** START **

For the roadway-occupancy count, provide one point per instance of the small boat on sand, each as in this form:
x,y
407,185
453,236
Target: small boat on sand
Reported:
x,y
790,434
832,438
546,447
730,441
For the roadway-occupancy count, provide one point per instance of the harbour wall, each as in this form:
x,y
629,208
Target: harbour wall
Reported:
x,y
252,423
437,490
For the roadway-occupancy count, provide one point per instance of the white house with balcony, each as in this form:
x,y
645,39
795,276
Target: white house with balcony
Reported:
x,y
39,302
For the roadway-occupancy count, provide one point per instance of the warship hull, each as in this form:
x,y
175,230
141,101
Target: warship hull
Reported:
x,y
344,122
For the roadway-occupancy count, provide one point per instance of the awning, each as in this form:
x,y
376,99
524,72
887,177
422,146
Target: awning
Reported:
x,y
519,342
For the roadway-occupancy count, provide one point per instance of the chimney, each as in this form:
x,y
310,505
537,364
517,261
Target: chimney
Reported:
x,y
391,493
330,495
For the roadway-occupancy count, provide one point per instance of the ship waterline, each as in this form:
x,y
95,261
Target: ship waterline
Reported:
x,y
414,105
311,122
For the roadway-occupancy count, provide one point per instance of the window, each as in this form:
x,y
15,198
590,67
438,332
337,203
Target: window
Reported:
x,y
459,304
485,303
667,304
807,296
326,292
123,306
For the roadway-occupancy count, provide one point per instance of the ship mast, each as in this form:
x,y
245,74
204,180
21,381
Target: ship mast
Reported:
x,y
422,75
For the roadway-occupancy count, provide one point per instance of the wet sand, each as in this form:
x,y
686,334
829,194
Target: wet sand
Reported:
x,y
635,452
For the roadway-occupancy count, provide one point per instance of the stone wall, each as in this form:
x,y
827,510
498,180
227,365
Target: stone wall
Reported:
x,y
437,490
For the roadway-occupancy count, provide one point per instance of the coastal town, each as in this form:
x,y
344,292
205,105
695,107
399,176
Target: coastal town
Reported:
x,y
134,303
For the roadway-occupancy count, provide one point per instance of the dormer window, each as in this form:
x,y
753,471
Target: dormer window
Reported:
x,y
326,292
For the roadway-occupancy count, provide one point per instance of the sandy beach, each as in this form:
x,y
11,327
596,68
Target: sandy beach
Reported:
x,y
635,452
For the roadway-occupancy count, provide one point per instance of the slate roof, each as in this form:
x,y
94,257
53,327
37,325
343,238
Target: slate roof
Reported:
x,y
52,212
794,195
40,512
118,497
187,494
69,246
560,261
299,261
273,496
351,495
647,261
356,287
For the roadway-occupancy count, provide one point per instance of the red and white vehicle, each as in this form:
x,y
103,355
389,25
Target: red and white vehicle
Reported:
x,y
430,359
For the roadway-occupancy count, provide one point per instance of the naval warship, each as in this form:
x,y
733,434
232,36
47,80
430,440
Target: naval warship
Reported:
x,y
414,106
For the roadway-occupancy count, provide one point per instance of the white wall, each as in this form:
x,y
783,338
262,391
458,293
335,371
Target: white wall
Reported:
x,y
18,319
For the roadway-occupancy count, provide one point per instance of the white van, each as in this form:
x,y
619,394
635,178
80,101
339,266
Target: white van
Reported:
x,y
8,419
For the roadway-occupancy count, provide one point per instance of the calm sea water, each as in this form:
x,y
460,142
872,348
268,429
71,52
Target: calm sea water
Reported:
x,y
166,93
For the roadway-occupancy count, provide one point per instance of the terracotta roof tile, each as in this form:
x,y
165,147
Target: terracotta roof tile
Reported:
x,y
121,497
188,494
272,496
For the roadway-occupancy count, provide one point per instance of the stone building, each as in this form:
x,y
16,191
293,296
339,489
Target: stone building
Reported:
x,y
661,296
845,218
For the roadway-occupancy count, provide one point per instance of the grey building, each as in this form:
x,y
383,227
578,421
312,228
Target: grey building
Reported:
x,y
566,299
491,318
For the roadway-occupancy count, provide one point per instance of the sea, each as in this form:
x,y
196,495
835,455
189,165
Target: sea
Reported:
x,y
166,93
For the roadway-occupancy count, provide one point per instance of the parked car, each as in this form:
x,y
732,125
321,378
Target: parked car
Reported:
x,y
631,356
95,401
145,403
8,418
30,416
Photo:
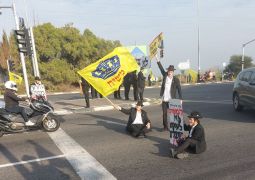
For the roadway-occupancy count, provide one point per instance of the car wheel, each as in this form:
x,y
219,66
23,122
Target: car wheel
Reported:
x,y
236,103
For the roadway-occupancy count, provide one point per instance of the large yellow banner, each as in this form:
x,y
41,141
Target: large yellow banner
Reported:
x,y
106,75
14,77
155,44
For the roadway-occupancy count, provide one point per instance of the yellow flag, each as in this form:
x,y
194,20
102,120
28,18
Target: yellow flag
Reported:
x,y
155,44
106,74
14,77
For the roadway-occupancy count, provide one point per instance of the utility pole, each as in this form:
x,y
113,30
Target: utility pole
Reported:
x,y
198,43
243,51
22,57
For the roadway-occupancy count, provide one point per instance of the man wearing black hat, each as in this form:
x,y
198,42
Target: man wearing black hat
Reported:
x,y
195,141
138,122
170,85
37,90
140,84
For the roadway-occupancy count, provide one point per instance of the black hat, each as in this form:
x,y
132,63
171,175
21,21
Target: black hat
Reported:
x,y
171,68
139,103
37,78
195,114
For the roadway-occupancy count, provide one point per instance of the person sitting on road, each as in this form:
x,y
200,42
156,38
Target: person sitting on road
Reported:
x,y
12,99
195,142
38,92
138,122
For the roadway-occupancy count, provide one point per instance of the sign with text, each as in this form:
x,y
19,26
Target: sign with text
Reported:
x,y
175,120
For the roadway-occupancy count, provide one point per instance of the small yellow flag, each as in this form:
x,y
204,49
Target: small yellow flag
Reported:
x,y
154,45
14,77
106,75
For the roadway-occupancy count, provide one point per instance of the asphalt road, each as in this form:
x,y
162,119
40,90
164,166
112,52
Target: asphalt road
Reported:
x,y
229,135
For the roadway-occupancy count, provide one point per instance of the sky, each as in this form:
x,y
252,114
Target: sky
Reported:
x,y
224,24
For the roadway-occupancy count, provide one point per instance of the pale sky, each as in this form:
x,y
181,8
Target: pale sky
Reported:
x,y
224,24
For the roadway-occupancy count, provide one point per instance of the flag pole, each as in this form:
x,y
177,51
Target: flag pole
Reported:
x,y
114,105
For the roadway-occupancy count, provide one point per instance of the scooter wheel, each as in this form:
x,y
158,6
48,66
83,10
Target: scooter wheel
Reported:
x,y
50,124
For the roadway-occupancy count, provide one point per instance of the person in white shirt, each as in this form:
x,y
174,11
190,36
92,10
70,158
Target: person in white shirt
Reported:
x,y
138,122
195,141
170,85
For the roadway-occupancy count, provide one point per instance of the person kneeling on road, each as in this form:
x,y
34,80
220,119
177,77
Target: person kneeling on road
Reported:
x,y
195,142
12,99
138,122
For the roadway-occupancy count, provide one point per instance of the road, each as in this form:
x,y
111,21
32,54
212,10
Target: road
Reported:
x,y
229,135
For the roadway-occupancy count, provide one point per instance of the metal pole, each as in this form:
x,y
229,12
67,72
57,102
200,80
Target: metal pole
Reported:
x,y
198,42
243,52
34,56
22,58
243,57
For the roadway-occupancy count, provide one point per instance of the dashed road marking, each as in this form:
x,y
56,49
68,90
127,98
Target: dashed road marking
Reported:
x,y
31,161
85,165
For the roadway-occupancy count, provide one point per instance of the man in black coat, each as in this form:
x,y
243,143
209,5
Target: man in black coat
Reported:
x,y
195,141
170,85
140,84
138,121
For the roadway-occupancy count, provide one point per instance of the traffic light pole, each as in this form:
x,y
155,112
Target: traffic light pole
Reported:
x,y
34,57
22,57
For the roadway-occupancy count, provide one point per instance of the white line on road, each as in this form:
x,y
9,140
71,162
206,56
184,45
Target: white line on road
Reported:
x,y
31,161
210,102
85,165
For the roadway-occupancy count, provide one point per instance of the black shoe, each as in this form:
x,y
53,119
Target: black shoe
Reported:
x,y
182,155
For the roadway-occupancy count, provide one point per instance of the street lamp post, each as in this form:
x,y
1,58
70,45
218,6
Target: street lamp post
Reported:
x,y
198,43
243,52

** END **
** START **

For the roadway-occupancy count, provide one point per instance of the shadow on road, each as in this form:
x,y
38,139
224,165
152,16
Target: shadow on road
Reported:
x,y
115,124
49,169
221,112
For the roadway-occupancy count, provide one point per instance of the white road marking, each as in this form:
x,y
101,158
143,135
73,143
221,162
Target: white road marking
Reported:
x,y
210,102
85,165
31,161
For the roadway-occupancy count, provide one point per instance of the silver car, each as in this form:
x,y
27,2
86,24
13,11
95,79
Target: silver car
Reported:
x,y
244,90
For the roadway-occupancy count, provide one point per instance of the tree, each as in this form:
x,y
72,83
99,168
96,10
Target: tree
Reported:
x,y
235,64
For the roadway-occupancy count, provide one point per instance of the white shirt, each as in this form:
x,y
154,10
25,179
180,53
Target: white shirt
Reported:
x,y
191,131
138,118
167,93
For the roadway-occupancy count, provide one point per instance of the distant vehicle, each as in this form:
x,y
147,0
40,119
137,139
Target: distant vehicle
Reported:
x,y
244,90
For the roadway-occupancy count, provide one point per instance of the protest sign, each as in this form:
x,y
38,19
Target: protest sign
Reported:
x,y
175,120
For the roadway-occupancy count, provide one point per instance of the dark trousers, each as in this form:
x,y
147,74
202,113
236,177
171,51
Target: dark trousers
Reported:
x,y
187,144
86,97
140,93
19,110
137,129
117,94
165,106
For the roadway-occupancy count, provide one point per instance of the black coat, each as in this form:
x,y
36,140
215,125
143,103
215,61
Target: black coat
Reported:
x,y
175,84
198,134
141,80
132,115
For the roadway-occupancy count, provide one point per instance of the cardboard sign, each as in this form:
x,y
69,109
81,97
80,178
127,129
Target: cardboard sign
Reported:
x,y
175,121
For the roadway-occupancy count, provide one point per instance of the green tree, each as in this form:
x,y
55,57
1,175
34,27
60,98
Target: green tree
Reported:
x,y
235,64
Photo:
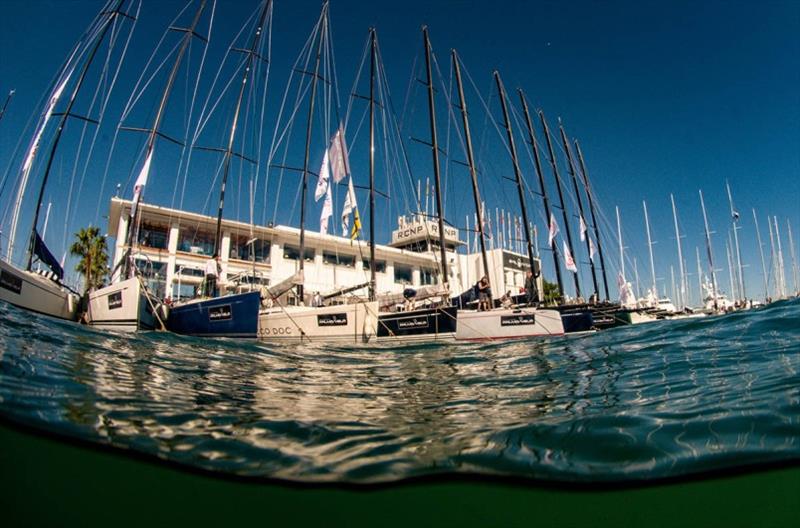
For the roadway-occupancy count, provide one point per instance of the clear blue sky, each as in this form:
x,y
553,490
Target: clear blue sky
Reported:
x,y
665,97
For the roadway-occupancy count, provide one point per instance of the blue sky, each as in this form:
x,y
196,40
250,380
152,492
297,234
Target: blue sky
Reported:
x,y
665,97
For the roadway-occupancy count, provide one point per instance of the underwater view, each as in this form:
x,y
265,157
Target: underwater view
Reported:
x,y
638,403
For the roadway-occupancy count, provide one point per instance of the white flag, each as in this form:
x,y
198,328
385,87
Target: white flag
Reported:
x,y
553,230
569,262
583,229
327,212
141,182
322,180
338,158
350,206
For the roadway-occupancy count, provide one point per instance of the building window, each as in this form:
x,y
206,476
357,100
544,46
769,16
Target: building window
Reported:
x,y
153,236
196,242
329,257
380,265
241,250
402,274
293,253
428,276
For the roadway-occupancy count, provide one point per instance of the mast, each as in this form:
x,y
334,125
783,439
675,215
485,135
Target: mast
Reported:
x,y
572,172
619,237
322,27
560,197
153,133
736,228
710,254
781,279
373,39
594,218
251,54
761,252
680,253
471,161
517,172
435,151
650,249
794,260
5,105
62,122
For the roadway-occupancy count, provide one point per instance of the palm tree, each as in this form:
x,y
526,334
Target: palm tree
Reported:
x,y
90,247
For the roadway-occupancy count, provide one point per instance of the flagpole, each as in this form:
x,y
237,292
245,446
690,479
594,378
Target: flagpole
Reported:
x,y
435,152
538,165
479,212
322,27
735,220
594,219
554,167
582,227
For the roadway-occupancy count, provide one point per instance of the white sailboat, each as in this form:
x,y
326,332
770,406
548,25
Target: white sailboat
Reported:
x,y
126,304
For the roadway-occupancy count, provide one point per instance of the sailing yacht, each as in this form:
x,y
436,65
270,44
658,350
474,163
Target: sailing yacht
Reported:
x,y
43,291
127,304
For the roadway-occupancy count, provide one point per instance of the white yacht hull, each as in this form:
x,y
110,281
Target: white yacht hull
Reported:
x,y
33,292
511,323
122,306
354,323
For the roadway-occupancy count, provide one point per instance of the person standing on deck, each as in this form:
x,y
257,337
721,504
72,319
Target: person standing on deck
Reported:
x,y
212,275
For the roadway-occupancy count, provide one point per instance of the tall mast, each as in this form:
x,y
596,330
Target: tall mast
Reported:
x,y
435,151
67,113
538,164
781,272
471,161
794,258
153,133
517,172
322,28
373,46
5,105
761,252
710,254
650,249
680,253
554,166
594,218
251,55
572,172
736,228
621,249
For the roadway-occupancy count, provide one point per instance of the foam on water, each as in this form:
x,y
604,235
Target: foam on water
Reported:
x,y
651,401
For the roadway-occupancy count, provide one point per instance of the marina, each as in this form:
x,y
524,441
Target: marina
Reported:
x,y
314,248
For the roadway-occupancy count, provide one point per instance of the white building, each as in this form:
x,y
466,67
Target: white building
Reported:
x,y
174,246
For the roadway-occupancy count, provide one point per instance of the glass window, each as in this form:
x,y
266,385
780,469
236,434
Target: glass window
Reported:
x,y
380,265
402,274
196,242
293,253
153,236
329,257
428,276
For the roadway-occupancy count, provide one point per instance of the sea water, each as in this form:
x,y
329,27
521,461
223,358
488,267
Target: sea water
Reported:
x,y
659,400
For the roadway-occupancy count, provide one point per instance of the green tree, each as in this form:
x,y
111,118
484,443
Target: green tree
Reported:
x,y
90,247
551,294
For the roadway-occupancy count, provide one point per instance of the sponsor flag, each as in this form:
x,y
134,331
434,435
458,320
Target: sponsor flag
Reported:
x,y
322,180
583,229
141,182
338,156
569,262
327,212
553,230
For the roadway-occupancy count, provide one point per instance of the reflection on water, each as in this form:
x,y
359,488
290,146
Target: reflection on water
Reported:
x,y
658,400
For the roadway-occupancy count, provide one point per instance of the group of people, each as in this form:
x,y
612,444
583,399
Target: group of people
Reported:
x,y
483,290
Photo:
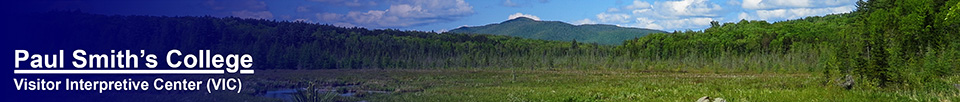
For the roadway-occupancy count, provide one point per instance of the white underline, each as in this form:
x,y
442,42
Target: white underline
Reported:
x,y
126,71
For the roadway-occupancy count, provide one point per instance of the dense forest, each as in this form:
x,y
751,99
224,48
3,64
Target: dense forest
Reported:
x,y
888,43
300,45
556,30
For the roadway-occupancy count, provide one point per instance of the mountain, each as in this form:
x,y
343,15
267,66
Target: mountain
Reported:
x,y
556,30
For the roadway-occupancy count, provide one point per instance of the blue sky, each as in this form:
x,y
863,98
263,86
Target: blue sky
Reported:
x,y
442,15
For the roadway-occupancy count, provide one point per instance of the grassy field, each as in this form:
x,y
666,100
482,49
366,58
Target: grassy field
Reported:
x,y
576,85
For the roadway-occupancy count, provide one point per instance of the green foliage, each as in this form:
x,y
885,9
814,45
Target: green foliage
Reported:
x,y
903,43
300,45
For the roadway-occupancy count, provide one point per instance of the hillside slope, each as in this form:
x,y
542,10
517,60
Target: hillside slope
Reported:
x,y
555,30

** END **

Given task —
Identify every line in the material above that contains the word "deck" and copy each one.

The completed task —
For the roadway-occupancy count, provide one point per instance of the person standing on deck, each as in this form:
Target: person standing on deck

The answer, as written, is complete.